**Texto proporcionado**:
****************

El sentido de estas palabras no es oscuro, si consideramos, como debemos hacerlo en todas las respuestas de Cristo, a quién se dirigen tales palabras. Pregunta el joven qué debe hacer para entrar en la vida eterna (Mt. 19, 16). Cristo, como el joven le preguntaba por las obras, le remite con toda razón a la Ley. Porque la Ley, si se considera en si misma, es el camino de la vida eterna; y su incapacidad para procurarnos la salvación no se debe más que a nuestra iniquidad. Con esta respuesta declaró Cristo que no enseñaba otra manera de gobernar nuestra vida, sino la que antiguamente se había expuesto en la Ley del Señor. De esta manera atestiguaba que la Ley del Señor es doctrina de justicia perfecta, y a la vez salía al encuentro de las calumnias, para que no pareciese que incitaba al pueblo con una nueva forma de vida a desentenderse de la Ley.
El joven, que evidentemente no tenía mala disposición de espíritu, aunque estaba lleno de yana confianza, respondió que desde niño había guardado todos los mandamientos (Mt. 19,20). Ahora bien, es claro que estaba bien lejos del lugar al que se figuraba haber llegado; pues de ser verdad aquello de que se gloriaba no le hubiera faltado nada para la suma perfección. Porque antes hemos demostrado que la Ley contiene en sí la perfecta justicia; lo cual se ve también porque la observancia de la Ley es llamada camino de la salvación eterna. Por eso, para enseñar al joven hasta dónde había llegado en esta justicia, que él atrevidamente afirma haber cumplido, fue necesario demostrarle lo que le faltaba para ello, Porque como tenia muchas riquezas, su corazón lo tenía puesto en ellas. Y por ello, como no sentía esta secreta llaga, Cristo le hiere en ella, diciéndole: Anda, vende lo que tienes.
Si él hubiera sido tan diligente observante de la Ley como pensaba, al oír estas palabras no se hubiera retirado triste. Porque el que ama a Dios con todo su corazón, no sólo reputa como estiércol cuanto es contrario a su amor, sino que también abomina de ello como la peste. Y así, el que Cristo ordenase a este rico avariento dejar todo cuanto poseía es exactamente igual que ordenar al ambicioso renunciar a todos los honores, al voluptuoso, privarse de todos los deleites; al lujurioso, de sus instrumentos de placer. De esta manera hay que inducir las conciencias al sentimiento particular de sus vicios, cuando no se conmueven con las amonestaciones generales.
Por tanto, los que alegan este pasaje para ensalzar la vida monástica, se engañan de medio a medio al tomar un caso particular como si se tratase de una norma general; como si Cristo hiciese consistir la perfección de un hombre en renunciar a lo que tiene; cuando Cristo no ha pretendido otra cosa al decir esto, que forzar a aquel joven, que tan contento y satisfecho estaba de si mismo, obligándole a reconocer su mal, para que comprendiese cuán lejos estaba aún de la perfecta obediencia a la Ley, que falsamente se atribuía.

****************

**Ejercicio propuesto A**: Reproduce literalmente el fragmento del texto sobre el joven rico que comienza en "El sentido de" y termina en "desentenderse de la Ley.".
**Ejercicio propuesto B**: Prosigue el texto sobre el joven rico a partir de su última oración.

****************

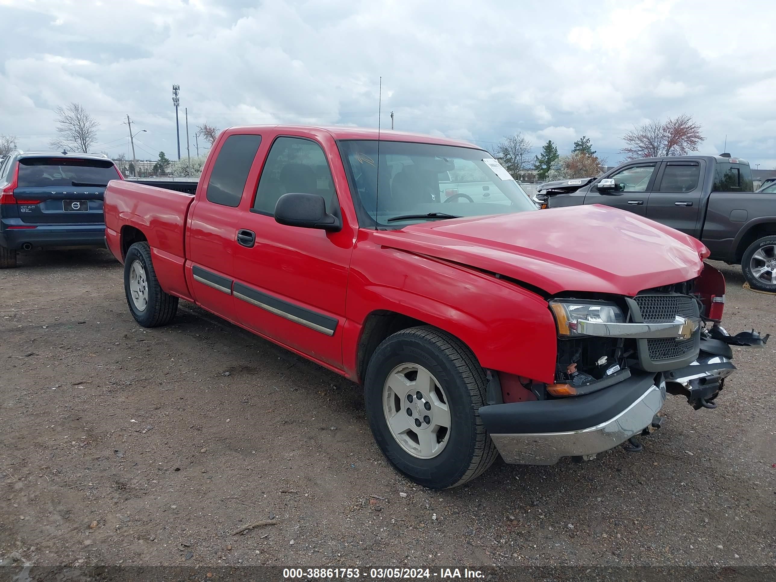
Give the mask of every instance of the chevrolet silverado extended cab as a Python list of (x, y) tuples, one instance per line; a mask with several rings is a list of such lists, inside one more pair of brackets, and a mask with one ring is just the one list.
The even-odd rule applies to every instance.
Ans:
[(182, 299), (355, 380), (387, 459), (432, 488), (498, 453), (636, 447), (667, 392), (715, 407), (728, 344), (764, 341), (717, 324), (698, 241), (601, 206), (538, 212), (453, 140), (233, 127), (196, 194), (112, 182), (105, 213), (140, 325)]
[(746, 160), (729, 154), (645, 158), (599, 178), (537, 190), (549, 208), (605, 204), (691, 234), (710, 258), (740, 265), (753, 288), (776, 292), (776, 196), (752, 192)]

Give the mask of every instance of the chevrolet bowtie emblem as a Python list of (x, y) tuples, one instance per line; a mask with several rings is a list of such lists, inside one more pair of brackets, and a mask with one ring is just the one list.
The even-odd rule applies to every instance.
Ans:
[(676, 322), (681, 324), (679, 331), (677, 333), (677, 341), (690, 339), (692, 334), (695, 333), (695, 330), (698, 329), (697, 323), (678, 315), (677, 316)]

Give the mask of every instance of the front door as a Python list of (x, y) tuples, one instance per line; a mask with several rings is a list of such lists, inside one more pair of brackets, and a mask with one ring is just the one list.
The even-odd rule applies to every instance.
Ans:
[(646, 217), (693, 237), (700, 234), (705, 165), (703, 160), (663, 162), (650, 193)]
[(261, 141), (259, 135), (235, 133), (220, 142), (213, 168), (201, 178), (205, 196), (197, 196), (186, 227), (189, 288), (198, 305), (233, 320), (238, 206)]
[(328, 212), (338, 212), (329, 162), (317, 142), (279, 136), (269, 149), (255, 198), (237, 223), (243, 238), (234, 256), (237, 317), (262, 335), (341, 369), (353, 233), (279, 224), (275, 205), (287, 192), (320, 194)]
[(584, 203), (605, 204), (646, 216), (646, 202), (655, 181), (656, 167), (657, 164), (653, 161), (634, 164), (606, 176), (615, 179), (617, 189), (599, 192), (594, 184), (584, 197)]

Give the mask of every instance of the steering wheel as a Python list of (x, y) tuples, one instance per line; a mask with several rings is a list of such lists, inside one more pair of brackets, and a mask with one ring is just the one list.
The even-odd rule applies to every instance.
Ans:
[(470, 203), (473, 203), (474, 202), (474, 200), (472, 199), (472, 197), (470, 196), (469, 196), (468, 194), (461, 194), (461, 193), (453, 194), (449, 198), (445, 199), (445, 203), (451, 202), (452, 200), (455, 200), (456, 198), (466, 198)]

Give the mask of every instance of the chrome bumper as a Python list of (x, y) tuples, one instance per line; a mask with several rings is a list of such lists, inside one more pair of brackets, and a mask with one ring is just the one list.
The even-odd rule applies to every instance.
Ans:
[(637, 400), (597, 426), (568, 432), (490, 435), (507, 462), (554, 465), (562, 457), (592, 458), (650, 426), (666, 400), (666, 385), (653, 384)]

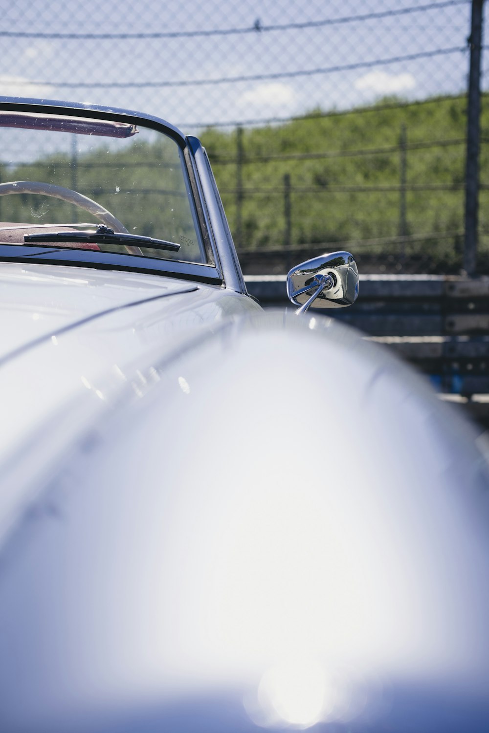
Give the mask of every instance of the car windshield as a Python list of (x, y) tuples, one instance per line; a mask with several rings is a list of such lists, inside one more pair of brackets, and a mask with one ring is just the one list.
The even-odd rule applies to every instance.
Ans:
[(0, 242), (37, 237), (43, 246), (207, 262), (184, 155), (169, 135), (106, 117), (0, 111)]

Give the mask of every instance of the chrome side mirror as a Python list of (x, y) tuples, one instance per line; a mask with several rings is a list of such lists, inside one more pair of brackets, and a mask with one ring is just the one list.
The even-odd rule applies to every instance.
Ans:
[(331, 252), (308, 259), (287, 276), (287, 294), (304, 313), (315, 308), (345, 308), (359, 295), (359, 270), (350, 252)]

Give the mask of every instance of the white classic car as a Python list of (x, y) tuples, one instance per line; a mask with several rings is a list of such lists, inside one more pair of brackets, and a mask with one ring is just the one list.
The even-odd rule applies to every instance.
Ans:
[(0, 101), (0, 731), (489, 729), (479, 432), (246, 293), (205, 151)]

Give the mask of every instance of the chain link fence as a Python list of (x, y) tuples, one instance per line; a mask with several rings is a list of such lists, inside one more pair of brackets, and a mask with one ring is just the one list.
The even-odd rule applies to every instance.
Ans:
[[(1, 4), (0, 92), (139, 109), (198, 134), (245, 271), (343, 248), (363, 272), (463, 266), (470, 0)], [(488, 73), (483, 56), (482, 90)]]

****************

**Respuesta A**:
El sentido de estas palabras no es oscuro, si consideramos, como debemos hacerlo en todas las respuestas de Cristo, a quién se dirigen tales palabras. Pregunta el joven qué debe hacer para entrar en la vida eterna (Mt. 19, 16). Cristo, como el joven le preguntaba por las obras, le remite con toda razón a la Ley. Porque la Ley, si se considera en si misma, es el camino de la vida eterna; y su incapacidad para procurarnos la salvación no se debe más que a nuestra iniquidad. Con esta respuesta declaró Cristo que no enseñaba otra manera de gobernar nuestra vida, sino la que antiguamente se había expuesto en la Ley del Señor. De esta manera atestiguaba que la Ley del Señor es doctrina de justicia perfecta, y a la vez salía al encuentro de las calumnias, para que no pareciese que incitaba al pueblo con una nueva forma de vida a desentenderse de la Ley.

**Respuesta B**:
Confieso que este pasaje ha sido mal entendido por algunos Padres; y de aquí nació la afectación de la pobreza voluntaria, en virtud de la cual eran tenidos por bienaventurados los que, renunciando a todas las cosas, se ofrecían desnudos de ellas a Cristo. Pero confío que los lectores rectos y no amigos de disputas quedarán satisfechos con mi interpretación, y no tendrán dudas sobre el propósito de Cristo.

14. Los monjes se separan de la Iglesia en un segundo cristianismo
Realmente los Padres ninguna cosa pensaron menos que establecer una perfección semejante a la que después han inventado los monjes en su cogulla, instituyendo de esta forma un cristianismo verdaderamente doble; pues aún no había venido al mundo la doctrina sacrílega que compara la profesión monástica al bautismo, e incluso afirma claramente que es un segundo bautismo. ¿Quién puede dudar que los Padres han detestado semejante blasfemia con todo el corazón?
La cumbre de la perfección, según dice san Agustín, la hicieron consistir los monjes en acomodarse totalmente a la caridad. ¿Son precisas muchas palabras para demostrar cuán lejos de ello está esta nueva profesión? La realidad mismo nos dice que todos aquellos que se meten frailes se separan de la Iglesia. Pues, ¿no se separan ellos de la compañía de los fieles, buscándose un ministerio particular y una administración especial de sacramentos? ¿Qué es destruir la comunión de la Iglesia, si no lo es esto?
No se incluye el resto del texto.